---------- LISTADO ----------

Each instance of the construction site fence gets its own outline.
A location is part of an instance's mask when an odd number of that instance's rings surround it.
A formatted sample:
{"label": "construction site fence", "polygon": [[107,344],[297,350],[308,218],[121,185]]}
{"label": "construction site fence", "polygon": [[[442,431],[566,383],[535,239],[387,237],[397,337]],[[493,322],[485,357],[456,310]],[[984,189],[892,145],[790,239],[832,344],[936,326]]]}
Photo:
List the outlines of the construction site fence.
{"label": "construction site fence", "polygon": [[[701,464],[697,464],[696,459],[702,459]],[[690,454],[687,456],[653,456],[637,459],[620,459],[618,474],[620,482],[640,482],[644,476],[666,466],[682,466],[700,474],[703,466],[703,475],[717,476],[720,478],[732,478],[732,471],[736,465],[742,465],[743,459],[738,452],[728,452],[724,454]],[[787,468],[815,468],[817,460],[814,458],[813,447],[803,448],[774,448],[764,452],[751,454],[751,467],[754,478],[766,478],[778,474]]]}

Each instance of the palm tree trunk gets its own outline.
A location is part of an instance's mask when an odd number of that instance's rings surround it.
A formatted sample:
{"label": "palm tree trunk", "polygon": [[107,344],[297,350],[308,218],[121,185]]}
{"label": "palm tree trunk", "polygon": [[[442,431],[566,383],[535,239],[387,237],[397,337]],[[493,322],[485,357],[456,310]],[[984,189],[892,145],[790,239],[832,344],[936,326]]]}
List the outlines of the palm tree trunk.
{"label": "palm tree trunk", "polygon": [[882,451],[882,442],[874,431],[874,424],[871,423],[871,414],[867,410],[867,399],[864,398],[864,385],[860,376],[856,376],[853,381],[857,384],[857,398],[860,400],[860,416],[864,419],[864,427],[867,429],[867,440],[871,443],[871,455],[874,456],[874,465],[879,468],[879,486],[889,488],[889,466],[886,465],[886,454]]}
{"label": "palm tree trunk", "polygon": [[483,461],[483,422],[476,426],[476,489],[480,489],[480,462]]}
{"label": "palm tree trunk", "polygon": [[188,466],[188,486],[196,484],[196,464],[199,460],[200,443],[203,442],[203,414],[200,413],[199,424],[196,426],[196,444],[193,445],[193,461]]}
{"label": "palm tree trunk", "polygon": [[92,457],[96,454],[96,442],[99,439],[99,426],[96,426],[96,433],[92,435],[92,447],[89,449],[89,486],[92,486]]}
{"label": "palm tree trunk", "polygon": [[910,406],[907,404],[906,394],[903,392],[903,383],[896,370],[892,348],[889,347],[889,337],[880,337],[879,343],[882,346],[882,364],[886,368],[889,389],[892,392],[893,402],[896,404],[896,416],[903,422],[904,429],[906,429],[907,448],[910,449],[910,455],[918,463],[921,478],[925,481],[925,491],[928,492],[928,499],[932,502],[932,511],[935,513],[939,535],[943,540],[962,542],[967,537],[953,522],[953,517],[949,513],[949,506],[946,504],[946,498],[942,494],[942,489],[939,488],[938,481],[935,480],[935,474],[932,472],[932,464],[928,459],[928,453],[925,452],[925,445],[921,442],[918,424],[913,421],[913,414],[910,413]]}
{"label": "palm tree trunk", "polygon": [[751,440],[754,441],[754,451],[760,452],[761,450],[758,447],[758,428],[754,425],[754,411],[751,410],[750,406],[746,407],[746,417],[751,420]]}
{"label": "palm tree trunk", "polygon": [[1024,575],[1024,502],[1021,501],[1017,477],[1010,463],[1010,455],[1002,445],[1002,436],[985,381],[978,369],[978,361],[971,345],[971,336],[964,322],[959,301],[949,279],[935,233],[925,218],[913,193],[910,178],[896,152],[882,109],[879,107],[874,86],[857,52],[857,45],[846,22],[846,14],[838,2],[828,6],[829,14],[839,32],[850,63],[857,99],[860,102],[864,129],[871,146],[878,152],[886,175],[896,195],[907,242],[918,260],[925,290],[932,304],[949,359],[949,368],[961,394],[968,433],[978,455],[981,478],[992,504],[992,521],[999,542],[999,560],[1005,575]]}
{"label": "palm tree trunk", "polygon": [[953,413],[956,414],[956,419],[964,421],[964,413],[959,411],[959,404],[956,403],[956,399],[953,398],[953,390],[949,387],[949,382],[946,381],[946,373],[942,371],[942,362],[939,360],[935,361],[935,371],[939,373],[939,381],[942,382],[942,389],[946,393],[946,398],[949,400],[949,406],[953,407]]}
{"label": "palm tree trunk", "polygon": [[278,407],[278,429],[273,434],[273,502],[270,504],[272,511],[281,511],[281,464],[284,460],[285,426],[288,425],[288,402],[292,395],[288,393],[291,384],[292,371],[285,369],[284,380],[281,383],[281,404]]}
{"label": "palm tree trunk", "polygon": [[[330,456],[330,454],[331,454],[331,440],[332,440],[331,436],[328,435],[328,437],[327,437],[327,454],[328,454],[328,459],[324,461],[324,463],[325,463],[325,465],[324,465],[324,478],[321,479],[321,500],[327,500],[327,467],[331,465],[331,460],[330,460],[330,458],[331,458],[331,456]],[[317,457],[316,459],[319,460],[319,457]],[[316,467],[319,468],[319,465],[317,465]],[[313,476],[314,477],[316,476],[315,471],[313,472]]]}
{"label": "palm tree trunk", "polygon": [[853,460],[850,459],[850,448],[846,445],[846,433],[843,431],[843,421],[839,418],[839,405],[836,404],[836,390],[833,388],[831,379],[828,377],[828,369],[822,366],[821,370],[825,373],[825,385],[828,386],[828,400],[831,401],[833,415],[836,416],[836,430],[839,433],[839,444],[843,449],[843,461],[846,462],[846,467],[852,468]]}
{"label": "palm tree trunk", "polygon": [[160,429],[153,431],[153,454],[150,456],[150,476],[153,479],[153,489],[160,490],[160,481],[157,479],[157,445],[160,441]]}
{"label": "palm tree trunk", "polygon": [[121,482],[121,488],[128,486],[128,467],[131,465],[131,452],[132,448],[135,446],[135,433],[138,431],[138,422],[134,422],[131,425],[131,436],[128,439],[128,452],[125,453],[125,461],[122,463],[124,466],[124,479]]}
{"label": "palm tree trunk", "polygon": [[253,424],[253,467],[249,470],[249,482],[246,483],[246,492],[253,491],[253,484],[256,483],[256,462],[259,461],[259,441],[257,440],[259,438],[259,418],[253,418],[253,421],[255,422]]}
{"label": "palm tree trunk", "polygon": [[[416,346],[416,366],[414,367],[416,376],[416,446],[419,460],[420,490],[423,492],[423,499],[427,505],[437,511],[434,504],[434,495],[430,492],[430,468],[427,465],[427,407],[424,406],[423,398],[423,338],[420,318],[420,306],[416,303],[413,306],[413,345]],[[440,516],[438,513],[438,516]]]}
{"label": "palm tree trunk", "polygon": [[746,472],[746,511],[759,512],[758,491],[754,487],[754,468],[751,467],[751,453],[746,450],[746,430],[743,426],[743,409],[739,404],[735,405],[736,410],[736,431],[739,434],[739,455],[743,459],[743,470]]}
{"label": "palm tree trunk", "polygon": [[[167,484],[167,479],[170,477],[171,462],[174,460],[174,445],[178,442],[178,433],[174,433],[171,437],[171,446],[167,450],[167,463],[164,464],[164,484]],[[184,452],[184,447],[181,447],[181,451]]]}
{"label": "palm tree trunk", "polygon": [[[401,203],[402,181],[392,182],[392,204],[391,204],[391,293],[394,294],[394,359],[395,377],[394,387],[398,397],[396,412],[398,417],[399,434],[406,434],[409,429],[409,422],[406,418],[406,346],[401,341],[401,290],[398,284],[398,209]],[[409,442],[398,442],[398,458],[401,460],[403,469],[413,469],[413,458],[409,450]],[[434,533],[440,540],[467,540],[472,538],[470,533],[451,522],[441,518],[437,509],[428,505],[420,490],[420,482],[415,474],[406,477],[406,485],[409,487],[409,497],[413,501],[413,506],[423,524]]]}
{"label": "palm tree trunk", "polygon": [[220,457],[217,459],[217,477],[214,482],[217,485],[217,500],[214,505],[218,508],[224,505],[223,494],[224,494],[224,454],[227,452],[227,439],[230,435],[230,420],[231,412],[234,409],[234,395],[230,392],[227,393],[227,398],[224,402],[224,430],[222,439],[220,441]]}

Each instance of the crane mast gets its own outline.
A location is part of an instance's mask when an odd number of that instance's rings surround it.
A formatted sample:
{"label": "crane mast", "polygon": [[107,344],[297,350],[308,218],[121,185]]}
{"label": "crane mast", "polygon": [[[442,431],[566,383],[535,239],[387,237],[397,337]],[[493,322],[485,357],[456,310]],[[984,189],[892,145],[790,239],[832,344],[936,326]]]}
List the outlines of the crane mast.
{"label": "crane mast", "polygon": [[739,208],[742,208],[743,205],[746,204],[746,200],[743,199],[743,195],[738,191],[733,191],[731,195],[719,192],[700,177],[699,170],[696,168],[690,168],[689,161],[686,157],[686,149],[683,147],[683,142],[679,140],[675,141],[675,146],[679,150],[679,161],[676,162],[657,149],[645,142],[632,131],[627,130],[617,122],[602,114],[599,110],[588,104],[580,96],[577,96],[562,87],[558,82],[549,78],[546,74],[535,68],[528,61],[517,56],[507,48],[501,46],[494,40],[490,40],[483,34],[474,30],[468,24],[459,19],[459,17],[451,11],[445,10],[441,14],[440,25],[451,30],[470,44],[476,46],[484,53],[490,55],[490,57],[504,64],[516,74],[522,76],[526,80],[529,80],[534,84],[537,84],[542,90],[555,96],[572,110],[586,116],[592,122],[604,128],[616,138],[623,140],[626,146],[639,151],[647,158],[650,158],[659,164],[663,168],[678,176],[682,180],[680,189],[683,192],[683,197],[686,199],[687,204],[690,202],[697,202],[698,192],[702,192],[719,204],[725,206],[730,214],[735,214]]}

----------

Filtra los ítems de arriba y copia cada línea que contenga la cadena "gets".

Each instance of the construction site fence gets its own outline.
Each instance of the palm tree trunk gets its own outline.
Each instance of the crane mast gets its own outline.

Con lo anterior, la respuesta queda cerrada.